◆ Extrait de page ◆

_____

Maître incontesté du jeu politique en Tunisie pendant une décennie, Rached Ghannouchi, le chef du parti islamo-conservateur Ennahda, a été arrêté lundi soir après des propos critiques contre le gouvernement de Kaïs Saïed. Dans la foulée, les bureaux du parti d’opposition ont été fermés mardi dans tout le pays. À 81 ans, cette personnalité clivante fait figure de bouc émissaire idéal pour un pouvoir aux abois.
Figure islamiste de la première heure pourchassée par le pouvoir du président Habib Bourguiba (1957-1987), Rached Ghannouchi crée un parti politique dans la mouvance des Frères Musulmans au début des années 1980. Contraint ensuite à l’exil à Londres pendant plus de 20 ans, il conserve cependant la présidence d’Ennhada (« Renaissance »), formation alors interdite en Tunisie.
Le 30 janvier 2011, quinze jours après la chute du président Ben Ali, il fait son grand retour au pays, accueilli par des milliers de partisans qui le voient comme l’homme de la situation pour mener la transition démocratique.
« Un fou de pouvoir »
En quelques mois, Ennahda se hisse au sommet. Le parti remporte 89 sièges sur 217 lors des élections constituantes d’octobre 2011, le premier scrutin démocratique en Tunisie. À sa tête, Rached Ghannouchi, passé maître dans l’art du compromis, sait se rendre incontournable pendant une décennie sur la scène politique tunisienne, quitte à nouer des alliances de circonstances, voire contre-nature.
Par exemple en 2014, lorsqu’il gouverne main dans la main avec le parti séculier Nidaa Tounes du défunt président Beji Caïd Essebsi ou encore en 2019, lorsqu’il accède à la présidence de l’Assemblée nationale grâce à un accord avec le parti libéral Qalb Tounes.

_____

◆ Données enregistrées ◆
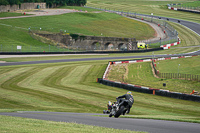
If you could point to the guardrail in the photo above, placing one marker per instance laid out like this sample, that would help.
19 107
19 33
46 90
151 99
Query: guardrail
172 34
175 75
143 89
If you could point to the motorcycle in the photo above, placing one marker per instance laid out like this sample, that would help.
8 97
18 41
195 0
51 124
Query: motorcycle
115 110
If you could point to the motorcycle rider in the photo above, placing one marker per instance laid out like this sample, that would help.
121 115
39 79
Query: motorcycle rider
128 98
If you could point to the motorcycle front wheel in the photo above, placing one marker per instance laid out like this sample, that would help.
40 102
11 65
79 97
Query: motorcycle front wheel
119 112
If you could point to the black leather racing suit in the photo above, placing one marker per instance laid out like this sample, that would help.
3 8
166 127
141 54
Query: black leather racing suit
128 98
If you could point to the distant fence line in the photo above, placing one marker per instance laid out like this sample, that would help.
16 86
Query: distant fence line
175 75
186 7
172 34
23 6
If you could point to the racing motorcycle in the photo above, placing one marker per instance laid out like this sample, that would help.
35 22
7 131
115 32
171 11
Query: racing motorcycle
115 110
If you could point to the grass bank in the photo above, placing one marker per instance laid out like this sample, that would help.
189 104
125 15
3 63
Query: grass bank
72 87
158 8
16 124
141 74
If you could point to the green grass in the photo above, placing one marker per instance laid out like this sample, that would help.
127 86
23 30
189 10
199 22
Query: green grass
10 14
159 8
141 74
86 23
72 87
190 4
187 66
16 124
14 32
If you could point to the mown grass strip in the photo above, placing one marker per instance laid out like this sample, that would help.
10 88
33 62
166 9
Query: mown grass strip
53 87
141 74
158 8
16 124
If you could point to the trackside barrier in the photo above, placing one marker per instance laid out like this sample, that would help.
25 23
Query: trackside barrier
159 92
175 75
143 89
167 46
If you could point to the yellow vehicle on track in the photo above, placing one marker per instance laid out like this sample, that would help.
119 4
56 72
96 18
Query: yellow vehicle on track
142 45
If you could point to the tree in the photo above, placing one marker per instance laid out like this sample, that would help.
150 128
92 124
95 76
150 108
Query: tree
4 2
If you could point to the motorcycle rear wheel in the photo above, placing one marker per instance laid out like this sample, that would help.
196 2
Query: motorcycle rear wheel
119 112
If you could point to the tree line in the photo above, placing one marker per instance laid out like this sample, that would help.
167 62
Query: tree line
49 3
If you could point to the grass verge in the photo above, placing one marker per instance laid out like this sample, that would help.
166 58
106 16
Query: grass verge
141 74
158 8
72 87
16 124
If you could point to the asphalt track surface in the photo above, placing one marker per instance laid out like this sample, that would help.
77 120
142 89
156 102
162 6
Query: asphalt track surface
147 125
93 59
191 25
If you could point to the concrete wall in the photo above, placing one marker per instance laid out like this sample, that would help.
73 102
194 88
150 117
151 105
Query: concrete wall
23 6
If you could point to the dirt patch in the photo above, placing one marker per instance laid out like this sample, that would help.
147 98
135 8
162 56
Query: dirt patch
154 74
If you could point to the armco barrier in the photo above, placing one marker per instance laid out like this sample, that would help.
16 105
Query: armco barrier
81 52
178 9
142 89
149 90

_____

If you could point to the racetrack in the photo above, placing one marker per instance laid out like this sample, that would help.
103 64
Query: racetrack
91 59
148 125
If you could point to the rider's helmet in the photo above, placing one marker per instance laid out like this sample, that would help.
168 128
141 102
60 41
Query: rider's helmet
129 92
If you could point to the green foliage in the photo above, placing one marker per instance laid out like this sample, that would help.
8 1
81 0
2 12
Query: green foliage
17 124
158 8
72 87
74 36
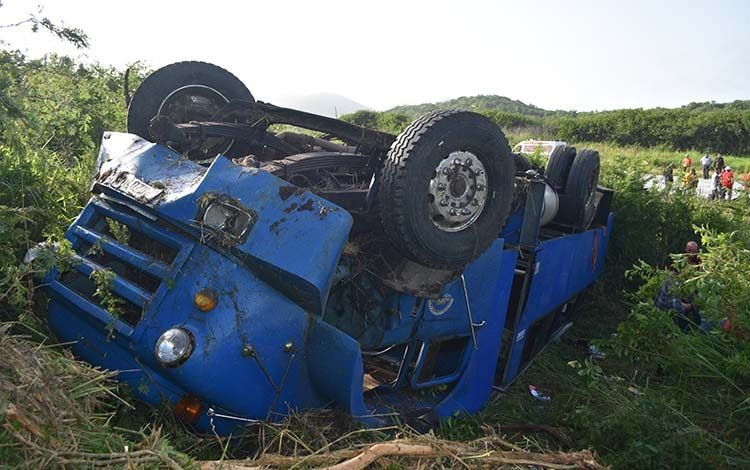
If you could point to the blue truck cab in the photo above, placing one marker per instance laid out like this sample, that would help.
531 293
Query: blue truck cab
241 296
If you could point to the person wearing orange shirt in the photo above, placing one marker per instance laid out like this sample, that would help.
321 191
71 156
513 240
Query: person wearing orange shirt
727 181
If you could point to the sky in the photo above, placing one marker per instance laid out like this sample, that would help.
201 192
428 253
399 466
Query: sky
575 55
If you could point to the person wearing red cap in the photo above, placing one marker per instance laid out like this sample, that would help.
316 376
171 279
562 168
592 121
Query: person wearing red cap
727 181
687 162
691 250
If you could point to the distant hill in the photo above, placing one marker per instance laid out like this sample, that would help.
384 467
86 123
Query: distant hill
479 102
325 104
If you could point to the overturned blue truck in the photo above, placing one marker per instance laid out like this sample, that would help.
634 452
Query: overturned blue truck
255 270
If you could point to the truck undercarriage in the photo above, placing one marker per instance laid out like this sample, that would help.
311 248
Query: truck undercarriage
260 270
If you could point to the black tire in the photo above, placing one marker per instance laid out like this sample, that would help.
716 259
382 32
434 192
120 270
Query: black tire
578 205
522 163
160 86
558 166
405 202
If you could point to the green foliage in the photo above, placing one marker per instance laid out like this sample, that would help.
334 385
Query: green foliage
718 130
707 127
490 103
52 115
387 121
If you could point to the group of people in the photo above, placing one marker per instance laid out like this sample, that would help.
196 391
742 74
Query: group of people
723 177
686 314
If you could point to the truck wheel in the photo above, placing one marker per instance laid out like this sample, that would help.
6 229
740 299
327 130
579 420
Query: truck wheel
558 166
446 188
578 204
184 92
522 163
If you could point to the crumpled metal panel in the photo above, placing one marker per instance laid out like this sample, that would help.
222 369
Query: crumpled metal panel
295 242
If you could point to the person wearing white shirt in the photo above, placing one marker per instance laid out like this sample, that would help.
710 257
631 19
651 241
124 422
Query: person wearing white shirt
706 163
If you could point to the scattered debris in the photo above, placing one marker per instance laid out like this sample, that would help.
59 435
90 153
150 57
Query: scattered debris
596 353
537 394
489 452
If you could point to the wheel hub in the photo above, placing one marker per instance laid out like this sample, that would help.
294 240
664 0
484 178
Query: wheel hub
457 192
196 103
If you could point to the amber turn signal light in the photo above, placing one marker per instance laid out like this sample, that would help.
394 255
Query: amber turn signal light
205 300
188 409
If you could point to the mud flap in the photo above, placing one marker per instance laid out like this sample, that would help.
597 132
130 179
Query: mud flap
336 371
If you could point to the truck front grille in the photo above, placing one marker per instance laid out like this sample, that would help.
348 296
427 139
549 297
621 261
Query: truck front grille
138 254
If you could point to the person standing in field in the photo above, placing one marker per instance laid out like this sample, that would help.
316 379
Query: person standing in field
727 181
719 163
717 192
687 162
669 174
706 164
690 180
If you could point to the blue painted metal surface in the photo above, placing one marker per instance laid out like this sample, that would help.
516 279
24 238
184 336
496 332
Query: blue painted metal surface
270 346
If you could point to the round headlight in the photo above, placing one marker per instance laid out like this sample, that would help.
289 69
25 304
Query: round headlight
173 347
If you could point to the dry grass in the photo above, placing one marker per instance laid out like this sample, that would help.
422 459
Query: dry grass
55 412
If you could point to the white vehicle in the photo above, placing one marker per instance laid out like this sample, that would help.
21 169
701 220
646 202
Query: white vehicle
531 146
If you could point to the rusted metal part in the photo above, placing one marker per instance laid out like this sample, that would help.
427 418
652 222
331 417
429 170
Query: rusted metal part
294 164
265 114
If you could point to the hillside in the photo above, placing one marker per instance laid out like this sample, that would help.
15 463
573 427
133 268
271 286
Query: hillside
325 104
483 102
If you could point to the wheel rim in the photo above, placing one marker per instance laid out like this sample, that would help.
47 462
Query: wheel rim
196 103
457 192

_____

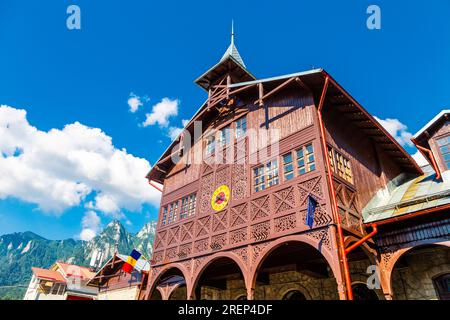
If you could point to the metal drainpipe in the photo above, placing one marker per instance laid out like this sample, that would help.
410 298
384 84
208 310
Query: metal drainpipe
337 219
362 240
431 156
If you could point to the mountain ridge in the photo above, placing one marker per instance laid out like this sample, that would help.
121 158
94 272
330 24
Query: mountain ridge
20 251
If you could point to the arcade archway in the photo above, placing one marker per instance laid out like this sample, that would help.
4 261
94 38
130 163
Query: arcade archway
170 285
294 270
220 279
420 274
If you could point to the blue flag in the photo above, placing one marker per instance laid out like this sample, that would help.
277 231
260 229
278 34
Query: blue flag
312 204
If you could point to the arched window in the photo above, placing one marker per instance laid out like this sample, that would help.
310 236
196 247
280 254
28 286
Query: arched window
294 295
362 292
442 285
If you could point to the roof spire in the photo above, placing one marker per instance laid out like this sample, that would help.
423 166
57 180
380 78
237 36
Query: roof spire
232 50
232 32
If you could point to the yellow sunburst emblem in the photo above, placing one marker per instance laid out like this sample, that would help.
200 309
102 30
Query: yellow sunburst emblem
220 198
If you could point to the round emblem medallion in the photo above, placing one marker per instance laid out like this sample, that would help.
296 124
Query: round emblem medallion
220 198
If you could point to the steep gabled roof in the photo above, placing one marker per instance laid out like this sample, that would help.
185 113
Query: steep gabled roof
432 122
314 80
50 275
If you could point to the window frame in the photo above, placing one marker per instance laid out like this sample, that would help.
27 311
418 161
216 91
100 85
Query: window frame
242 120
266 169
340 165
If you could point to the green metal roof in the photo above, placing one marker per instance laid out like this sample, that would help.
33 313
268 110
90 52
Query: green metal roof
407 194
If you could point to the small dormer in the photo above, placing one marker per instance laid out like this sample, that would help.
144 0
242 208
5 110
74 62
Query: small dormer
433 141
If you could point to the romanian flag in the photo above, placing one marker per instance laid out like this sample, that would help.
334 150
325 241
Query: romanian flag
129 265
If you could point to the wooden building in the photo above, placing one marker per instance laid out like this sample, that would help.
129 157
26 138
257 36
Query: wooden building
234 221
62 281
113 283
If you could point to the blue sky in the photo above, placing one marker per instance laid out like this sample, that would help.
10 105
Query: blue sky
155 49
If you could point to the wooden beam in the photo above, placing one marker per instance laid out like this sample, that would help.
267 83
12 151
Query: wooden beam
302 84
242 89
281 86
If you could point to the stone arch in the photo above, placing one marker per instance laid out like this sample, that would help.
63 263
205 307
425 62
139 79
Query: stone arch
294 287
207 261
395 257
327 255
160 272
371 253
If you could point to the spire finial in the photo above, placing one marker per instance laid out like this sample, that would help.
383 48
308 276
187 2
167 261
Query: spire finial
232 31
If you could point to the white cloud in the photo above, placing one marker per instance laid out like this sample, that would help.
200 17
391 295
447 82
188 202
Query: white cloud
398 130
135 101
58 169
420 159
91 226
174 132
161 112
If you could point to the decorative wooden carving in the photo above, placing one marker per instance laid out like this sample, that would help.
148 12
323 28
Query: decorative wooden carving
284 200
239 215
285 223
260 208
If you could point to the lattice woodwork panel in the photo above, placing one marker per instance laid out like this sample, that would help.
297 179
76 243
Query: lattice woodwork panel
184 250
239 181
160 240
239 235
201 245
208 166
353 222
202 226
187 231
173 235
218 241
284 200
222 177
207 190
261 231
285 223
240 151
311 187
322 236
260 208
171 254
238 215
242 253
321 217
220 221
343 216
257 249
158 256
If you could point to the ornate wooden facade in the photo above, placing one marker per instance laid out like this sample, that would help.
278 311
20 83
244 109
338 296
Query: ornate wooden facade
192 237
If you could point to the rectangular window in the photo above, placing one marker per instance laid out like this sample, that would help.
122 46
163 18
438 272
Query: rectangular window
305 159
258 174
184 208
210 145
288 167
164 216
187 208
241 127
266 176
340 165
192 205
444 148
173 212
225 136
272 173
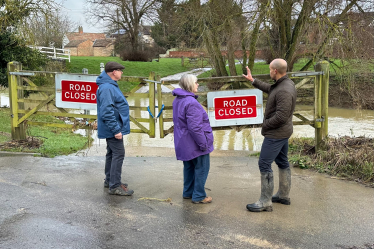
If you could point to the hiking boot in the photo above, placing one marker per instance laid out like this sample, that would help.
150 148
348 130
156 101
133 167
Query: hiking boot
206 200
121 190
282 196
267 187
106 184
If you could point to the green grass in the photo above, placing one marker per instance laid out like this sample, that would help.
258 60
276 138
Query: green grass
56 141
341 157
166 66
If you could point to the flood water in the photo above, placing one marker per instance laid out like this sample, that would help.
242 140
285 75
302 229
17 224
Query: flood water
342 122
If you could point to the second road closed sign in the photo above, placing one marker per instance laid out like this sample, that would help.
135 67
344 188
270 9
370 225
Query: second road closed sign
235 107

_____

◆ Série de consignes ◆
(1) Indiquez, d'après l'extrait sur Rached Ghannouchi, le nombre de sièges remportés par Ennahda lors des élections constituantes d'octobre 2011.
(2) Relevez dans l'extrait sur Rached Ghannouchi le passage qui va de « En quelques mois, Ennahda » jusqu'à « libéral Qalb Tounes. » inclus, sans rien y changer.

◆ Réponses complètes ◆
(1) Ennahda remporte 89 sièges sur 217.

(2)
En quelques mois, Ennahda se hisse au sommet. Le parti remporte 89 sièges sur 217 lors des élections constituantes d’octobre 2011, le premier scrutin démocratique en Tunisie. À sa tête, Rached Ghannouchi, passé maître dans l’art du compromis, sait se rendre incontournable pendant une décennie sur la scène politique tunisienne, quitte à nouer des alliances de circonstances, voire contre-nature.
Par exemple en 2014, lorsqu’il gouverne main dans la main avec le parti séculier Nidaa Tounes du défunt président Beji Caïd Essebsi ou encore en 2019, lorsqu’il accède à la présidence de l’Assemblée nationale grâce à un accord avec le parti libéral Qalb Tounes.